··· EXTRACTED ENTRIES

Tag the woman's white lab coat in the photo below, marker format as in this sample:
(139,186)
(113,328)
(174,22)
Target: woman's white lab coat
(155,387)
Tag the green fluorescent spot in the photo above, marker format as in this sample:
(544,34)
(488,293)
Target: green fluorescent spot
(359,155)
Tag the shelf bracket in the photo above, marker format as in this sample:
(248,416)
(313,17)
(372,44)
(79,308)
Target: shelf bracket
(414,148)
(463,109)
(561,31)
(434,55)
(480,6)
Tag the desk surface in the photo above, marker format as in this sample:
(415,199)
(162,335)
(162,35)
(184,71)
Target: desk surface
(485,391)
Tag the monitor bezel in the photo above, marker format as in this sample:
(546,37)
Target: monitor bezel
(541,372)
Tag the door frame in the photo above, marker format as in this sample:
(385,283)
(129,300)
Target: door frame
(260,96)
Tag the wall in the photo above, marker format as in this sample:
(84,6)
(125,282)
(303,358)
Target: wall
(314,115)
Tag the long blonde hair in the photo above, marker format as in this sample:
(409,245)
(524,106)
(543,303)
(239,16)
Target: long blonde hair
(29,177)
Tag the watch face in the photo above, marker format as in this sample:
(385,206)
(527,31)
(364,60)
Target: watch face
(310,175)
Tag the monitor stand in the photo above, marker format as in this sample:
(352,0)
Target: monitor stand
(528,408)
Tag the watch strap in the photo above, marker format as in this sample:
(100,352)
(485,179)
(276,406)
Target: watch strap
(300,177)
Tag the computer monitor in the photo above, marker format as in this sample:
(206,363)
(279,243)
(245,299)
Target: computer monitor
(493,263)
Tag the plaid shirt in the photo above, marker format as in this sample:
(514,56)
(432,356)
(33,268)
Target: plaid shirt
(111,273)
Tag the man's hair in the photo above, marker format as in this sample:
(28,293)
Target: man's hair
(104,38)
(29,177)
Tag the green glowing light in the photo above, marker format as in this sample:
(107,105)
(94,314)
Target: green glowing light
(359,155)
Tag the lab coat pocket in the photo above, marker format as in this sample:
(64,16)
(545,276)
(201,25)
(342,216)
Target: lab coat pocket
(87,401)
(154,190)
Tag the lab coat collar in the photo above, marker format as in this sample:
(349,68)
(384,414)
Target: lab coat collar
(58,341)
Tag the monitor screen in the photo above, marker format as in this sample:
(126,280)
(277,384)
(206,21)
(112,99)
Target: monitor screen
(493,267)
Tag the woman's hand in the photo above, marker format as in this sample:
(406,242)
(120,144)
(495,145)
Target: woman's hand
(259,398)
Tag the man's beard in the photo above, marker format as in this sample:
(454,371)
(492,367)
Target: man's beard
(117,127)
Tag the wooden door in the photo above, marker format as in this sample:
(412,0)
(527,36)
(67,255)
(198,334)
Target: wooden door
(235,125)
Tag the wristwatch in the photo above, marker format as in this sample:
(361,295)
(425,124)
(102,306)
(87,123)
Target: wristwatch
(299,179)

······

STATED PROBLEM | Copy the listing from the line with "Tag the wristwatch" through the end, keeping every line, including the request and sample lines. Multiply only the answer coordinates by 1.95 and round each to a whole number, with halves rounded up.

WRITTEN ANSWER |
Tag the wristwatch in the photo above, marker format as in this sample:
(361,295)
(425,124)
(102,306)
(87,123)
Target: wristwatch
(583,349)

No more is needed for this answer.